## START PROVIDED INFORMATION

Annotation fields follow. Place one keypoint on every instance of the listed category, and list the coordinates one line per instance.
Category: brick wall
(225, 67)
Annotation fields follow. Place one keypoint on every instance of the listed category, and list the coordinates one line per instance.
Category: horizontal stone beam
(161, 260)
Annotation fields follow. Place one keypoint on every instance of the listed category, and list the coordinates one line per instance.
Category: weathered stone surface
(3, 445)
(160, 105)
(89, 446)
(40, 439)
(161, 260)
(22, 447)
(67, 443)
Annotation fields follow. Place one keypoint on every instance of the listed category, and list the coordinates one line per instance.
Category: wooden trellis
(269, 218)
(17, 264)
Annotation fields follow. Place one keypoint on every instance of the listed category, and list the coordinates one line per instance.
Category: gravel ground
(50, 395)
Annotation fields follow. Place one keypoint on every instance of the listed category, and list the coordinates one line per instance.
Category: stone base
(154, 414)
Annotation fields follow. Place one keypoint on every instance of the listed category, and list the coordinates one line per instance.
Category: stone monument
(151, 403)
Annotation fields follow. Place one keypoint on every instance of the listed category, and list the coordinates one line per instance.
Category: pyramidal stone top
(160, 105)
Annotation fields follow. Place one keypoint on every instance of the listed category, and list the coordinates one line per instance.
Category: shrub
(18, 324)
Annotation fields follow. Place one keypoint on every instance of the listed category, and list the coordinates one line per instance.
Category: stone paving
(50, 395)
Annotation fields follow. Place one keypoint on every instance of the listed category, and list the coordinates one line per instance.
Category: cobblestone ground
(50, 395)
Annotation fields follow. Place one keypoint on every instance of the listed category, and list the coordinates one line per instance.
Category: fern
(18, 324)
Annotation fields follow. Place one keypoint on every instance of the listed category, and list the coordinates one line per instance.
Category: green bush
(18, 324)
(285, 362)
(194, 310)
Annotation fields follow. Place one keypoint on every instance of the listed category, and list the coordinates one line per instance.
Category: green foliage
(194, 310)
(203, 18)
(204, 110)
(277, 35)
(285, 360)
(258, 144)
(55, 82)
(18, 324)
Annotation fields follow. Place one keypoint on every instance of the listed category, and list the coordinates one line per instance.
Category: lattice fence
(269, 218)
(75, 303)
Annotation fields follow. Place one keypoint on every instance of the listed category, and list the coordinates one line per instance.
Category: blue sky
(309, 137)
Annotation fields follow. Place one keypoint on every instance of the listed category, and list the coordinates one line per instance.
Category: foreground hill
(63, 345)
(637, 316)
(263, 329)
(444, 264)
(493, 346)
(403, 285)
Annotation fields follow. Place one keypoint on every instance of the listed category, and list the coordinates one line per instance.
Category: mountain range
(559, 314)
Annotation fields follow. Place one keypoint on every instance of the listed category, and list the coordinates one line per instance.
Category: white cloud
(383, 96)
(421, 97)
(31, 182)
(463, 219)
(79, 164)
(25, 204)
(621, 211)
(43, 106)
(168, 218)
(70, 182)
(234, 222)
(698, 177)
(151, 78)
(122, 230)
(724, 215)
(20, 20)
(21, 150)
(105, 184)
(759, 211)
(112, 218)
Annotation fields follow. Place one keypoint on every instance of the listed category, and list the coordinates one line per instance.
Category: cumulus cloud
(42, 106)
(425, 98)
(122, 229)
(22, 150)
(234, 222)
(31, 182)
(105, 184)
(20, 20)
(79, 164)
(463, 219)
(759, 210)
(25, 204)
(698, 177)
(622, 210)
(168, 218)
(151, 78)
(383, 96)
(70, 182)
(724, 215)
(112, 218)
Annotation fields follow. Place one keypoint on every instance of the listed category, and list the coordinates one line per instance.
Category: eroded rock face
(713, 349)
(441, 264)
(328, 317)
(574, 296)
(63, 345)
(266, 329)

## END PROVIDED INFORMATION

OBJECTIVE: Set every line of the listing down word for word.

RESULT OF THIS EXERCISE:
Annotation fields follow. Place one keypoint on every instance of the listed category, and list the coordinates one line per instance.
Category: brick wall
(225, 67)
Annotation fields follow. Place one keypoint on every instance of the listed category, and list the coordinates one line per instance.
Category: horizontal stone beam
(161, 260)
Annotation fields follow. Place one keypoint on every instance of the listed category, and list the coordinates one line per instance.
Category: weathered stone surface
(3, 445)
(160, 105)
(89, 446)
(40, 439)
(161, 260)
(22, 447)
(67, 443)
Annotation fields follow. Place one keypoint on every instance of the listed category, and list the coordinates one line per instance.
Category: wooden trellis
(269, 218)
(17, 264)
Annotation fields follow. Place one keypoint on every instance of the listed category, and list the coordinates one line per instance.
Category: gravel ground
(50, 395)
Annotation fields follow. Place one keypoint on every instance of the listed category, and list the coordinates one line per instance.
Category: stone base
(154, 414)
Annotation fields follow. Place one keypoint on every instance of the listed category, and list the coordinates one line per instance.
Category: stone monument
(151, 403)
Annotation fields follow. Place one keypoint on every instance of the listed category, and list the coordinates one line per instance.
Category: pyramidal stone top
(160, 105)
Annotation fields follow. Place one keypoint on every instance of the listed category, and list the coordinates one line per instance.
Category: shrub
(18, 324)
Annotation fields follow. Place one keypoint on every instance of the listed category, and list the coordinates one line per instance.
Category: stone paving
(50, 395)
Annotation fields follow. Place one keypoint on every instance of the listed category, and list the coordinates one line per instance.
Category: cobblestone ground
(50, 395)
Annotation fields follow. Place one keypoint on every instance of the listed category, and list the coordinates one line per instance.
Category: fern
(18, 324)
Annotation fields follow. Place one keypoint on every instance of the listed category, and list the coordinates one line per instance.
Category: green bush
(18, 324)
(285, 362)
(194, 310)
Annotation fields follow. Place one keypoint on every instance of the listed category, and list the coordinates one line per instance.
Category: green foliage
(194, 310)
(203, 18)
(204, 110)
(277, 35)
(285, 360)
(258, 144)
(55, 82)
(18, 324)
Annotation fields follow. Place one keypoint on every instance of the listed category, and list the coordinates one line per instance.
Category: lattice fence
(269, 218)
(75, 303)
Annotation fields follow. Place one keypoint on every instance of the listed category, and list the coordinates one line per instance.
Category: blue sky
(309, 137)
Annotation fields follow. Place one keypoint on every instance of the listed category, and list the coordinates one line per instance.
Category: foreground hill
(63, 345)
(637, 316)
(263, 329)
(444, 264)
(493, 346)
(403, 285)
Annotation fields follow. Place one keypoint on every instance of the listed category, and list the coordinates one line per instance.
Category: mountain range
(559, 314)
Annotation fields follow. Place one keypoint on every instance of the listed category, and list the coordinates one line per instance.
Category: white cloud
(383, 96)
(421, 97)
(31, 182)
(463, 219)
(79, 164)
(25, 204)
(621, 211)
(43, 106)
(168, 218)
(70, 182)
(234, 222)
(698, 177)
(151, 78)
(122, 230)
(724, 215)
(20, 20)
(21, 150)
(105, 184)
(759, 211)
(112, 218)
Annotation fields follow. Place one keypoint on every instance of the listed category, and list the coordinates one line per instance.
Category: cumulus cloud
(42, 106)
(425, 98)
(122, 229)
(22, 150)
(234, 222)
(31, 182)
(105, 184)
(20, 20)
(79, 164)
(463, 219)
(759, 210)
(25, 204)
(698, 177)
(622, 210)
(168, 218)
(151, 78)
(383, 96)
(70, 182)
(724, 215)
(112, 218)
Annotation fields follow. Place one keypoint on every instance of the listed category, and list the coordinates one line per instance.
Category: eroded rock face
(713, 349)
(441, 264)
(328, 317)
(574, 296)
(63, 345)
(266, 329)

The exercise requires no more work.